■ TO DO
In the entries below, count the lines that hold the string "door" and state only that count.

[Point-per-instance localization data]
◆ ◆ ◆ ◆ ◆ ◆ ◆
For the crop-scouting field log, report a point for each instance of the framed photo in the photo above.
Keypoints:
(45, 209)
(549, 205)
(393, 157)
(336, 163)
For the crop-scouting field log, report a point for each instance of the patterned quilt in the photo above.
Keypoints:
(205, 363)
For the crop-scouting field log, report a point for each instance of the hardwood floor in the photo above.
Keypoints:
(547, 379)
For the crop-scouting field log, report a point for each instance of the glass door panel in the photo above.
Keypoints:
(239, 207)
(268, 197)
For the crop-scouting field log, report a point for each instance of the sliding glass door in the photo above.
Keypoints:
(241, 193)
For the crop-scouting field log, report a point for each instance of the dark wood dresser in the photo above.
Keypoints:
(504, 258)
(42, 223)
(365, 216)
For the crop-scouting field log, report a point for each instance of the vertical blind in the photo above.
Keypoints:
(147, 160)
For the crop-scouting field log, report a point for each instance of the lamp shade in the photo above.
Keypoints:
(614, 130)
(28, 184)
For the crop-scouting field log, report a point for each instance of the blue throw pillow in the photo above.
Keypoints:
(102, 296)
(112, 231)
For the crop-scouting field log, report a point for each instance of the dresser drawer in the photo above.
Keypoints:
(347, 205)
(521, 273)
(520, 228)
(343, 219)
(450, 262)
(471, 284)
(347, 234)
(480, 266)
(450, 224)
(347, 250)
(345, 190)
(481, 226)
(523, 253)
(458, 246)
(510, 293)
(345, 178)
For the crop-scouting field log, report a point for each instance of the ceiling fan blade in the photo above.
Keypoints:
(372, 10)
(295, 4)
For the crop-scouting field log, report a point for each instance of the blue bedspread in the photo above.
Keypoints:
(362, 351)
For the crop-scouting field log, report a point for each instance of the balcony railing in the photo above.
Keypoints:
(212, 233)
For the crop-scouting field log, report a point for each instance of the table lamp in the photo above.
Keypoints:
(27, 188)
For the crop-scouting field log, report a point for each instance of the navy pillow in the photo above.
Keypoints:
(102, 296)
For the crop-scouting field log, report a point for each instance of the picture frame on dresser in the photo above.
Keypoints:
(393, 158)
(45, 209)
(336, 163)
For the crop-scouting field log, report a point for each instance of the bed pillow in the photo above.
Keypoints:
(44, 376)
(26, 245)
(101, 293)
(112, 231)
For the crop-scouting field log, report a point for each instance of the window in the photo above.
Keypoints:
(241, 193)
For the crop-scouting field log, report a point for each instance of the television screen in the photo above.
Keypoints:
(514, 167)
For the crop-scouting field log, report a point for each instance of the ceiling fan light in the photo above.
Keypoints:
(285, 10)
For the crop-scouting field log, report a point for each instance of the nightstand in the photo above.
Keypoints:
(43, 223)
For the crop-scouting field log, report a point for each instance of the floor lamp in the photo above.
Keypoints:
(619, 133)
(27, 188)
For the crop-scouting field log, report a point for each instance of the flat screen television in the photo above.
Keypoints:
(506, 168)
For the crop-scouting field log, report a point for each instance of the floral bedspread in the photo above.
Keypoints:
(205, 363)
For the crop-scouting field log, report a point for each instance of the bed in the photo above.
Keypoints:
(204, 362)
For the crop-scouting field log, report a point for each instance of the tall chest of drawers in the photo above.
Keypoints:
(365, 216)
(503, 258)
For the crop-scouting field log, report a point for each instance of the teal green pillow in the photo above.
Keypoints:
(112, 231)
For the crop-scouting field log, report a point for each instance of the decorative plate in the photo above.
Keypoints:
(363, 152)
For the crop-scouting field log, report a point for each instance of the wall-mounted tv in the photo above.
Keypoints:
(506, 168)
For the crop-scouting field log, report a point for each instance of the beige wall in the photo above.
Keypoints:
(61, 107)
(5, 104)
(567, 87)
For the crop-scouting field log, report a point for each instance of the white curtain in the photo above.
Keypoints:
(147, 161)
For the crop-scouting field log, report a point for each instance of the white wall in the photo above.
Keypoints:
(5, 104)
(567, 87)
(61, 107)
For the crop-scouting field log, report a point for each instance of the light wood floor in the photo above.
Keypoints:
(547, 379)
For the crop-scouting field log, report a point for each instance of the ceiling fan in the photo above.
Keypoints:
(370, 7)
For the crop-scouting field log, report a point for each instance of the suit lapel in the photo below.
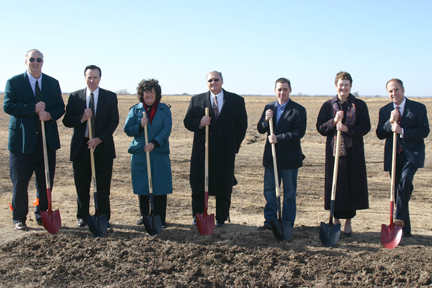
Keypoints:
(285, 114)
(27, 89)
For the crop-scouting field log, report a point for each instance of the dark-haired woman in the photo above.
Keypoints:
(159, 122)
(351, 190)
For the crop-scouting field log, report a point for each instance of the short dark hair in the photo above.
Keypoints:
(343, 76)
(395, 80)
(148, 85)
(214, 71)
(93, 67)
(283, 80)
◆ ◆ ◆ ◆ ◆ ◆ ◆
■ SOLUTION FOR THIS TASK
2